Ormai dal giorno della presentazione ci occupiamo della 79^ edizione della Mostra Internazionale dell’Artigianato a Firenze e ogni giorno vi presentiamo le varie realtà presenti in esposizione.
Ma vivere di persona le opere di un artista come Eugenio Taccini dà un senso nuovo alla parola “artigianato”.
Per i pochi che non lo conoscessero ancora, Eugenio Taccini è un ceramista, scultore e pittore che è nato, vive e lavora da oltre un quarantennio a Montelupo Fiorentino. I suoi lavori artistici sono internazionalmente conosciuti e apprezzati: le sue opere sono esposte sia all’estero che in punti significativi della Toscana, con particolare legame al Parco di Collodi e alla sua figura principe: Pinocchio.

* **RIGHE FORNITE**:

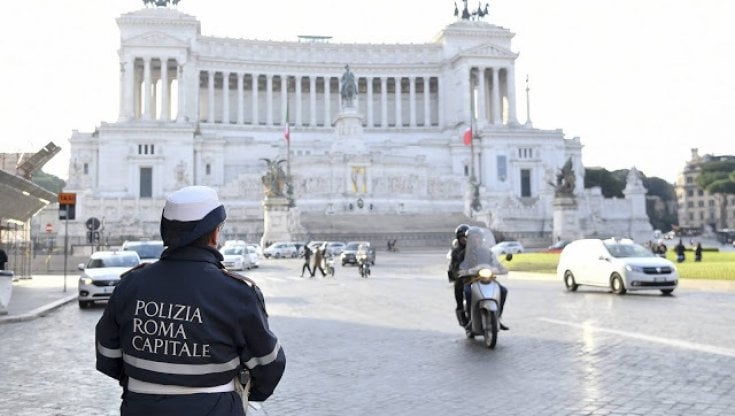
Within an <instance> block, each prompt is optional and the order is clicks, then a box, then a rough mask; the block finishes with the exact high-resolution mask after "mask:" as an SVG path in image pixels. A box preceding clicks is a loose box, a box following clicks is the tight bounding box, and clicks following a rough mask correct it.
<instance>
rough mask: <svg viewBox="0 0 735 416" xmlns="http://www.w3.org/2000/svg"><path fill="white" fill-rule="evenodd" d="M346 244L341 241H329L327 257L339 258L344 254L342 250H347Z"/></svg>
mask: <svg viewBox="0 0 735 416" xmlns="http://www.w3.org/2000/svg"><path fill="white" fill-rule="evenodd" d="M345 245H346V244H345V243H343V242H341V241H328V242H327V255H328V256H339V255H341V254H342V250H344V248H345Z"/></svg>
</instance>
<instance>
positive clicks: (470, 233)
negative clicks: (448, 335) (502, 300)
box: [459, 227, 513, 348]
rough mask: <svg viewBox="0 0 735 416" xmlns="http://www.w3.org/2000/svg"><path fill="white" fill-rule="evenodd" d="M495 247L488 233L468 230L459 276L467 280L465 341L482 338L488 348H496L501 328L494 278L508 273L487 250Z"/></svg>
mask: <svg viewBox="0 0 735 416" xmlns="http://www.w3.org/2000/svg"><path fill="white" fill-rule="evenodd" d="M494 244H495V238H494V237H493V234H492V232H490V230H488V229H487V228H481V227H470V229H469V230H467V245H466V248H465V257H464V261H462V263H461V264H460V270H459V276H460V277H462V278H465V279H466V280H467V285H466V286H465V313H466V314H467V317H468V318H469V323H468V324H467V325H466V326H465V334H466V335H467V338H474V337H475V336H477V335H482V336H483V338H484V344H485V347H487V348H495V345H496V344H497V341H498V332H499V329H500V285H499V284H498V282H496V281H495V278H496V276H497V275H498V274H504V273H507V272H508V269H507V268H505V267H504V266H503V265H502V264H500V261H499V260H498V259H497V258H496V257H495V255H494V254H493V252H492V251H491V250H490V247H492V246H493V245H494ZM512 258H513V256H512V255H511V254H508V255H506V259H507V260H511V259H512ZM468 295H469V298H470V300H469V303H468V302H467V297H468Z"/></svg>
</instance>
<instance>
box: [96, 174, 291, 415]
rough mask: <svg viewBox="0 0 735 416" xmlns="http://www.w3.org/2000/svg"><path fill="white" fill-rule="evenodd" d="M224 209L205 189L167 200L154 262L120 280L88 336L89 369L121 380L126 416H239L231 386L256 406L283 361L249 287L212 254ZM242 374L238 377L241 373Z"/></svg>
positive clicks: (270, 331) (223, 211) (241, 407)
mask: <svg viewBox="0 0 735 416" xmlns="http://www.w3.org/2000/svg"><path fill="white" fill-rule="evenodd" d="M224 220H225V209H224V206H223V205H222V204H221V203H220V201H219V199H218V197H217V193H216V192H215V191H214V190H213V189H211V188H208V187H204V186H190V187H186V188H183V189H181V190H179V191H176V192H174V193H172V194H171V195H169V196H168V197H167V199H166V205H165V207H164V208H163V215H162V218H161V236H162V237H163V242H164V245H165V246H166V247H167V248H166V250H165V251H164V252H163V253H162V254H161V259H160V260H159V261H158V262H156V263H153V264H150V265H147V266H146V267H141V266H139V267H138V268H135V269H133V270H131V271H129V272H127V273H125V274H124V275H123V276H122V278H121V281H120V284H119V285H118V286H117V288H116V289H115V291H114V293H113V295H112V297H111V298H110V300H109V302H108V304H107V307H106V308H105V311H104V313H103V315H102V317H101V318H100V320H99V322H98V323H97V327H96V341H97V342H96V347H97V370H99V371H101V372H102V373H104V374H106V375H108V376H110V377H112V378H115V379H117V380H119V382H120V385H121V386H122V388H123V395H122V405H121V407H120V413H121V415H123V416H127V415H141V416H142V415H163V414H167V415H169V414H170V415H184V416H187V415H192V416H193V415H205V414H206V415H213V416H215V415H243V414H244V411H243V404H242V402H241V399H240V396H239V395H238V393H236V392H235V382H236V379H237V380H239V379H240V378H241V377H240V376H241V375H242V374H248V373H249V379H250V395H249V398H250V400H253V401H263V400H265V399H267V398H268V397H269V396H270V395H271V394H272V393H273V390H274V389H275V387H276V385H277V384H278V382H279V381H280V379H281V376H282V375H283V371H284V368H285V364H286V356H285V355H284V352H283V349H282V348H281V346H280V344H279V342H278V339H277V338H276V336H275V335H274V334H273V333H272V332H271V331H270V330H269V328H268V318H267V317H268V315H267V313H266V310H265V304H264V301H263V295H262V294H261V292H260V289H259V288H258V287H257V286H256V285H255V283H254V282H253V281H252V280H250V279H248V278H246V277H243V276H240V275H237V274H235V273H231V272H229V271H227V270H225V269H224V268H223V266H222V264H221V261H222V260H223V257H222V255H221V254H220V253H219V252H218V251H217V250H216V246H217V239H218V236H219V232H220V229H221V227H222V225H223V224H224ZM243 370H245V372H243Z"/></svg>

* **CONSEGNA 1**:
In quale località l'estratto su Eugenio Taccini dice che l'artista è nato, vive e lavora?
* **CONSEGNA 2**:
Per favore, riscrivi come elenco puntato il paragrafo dell'estratto che inizia con «Per i pochi che non lo conoscessero ancora», mantenendo i fatti principali.
Le righe sono materiale separato dall'estratto.

* **RISULTATO 1**:
A Montelupo Fiorentino.

* **RISULTATO 2**:
- Eugenio Taccini è ceramista, scultore e pittore.
- È nato a Montelupo Fiorentino, dove vive e lavora da oltre quarant'anni.
- I suoi lavori sono conosciuti e apprezzati a livello internazionale.
- Le sue opere sono esposte all'estero e in luoghi significativi della Toscana.
- Ha un legame particolare con il Parco di Collodi e con Pinocchio.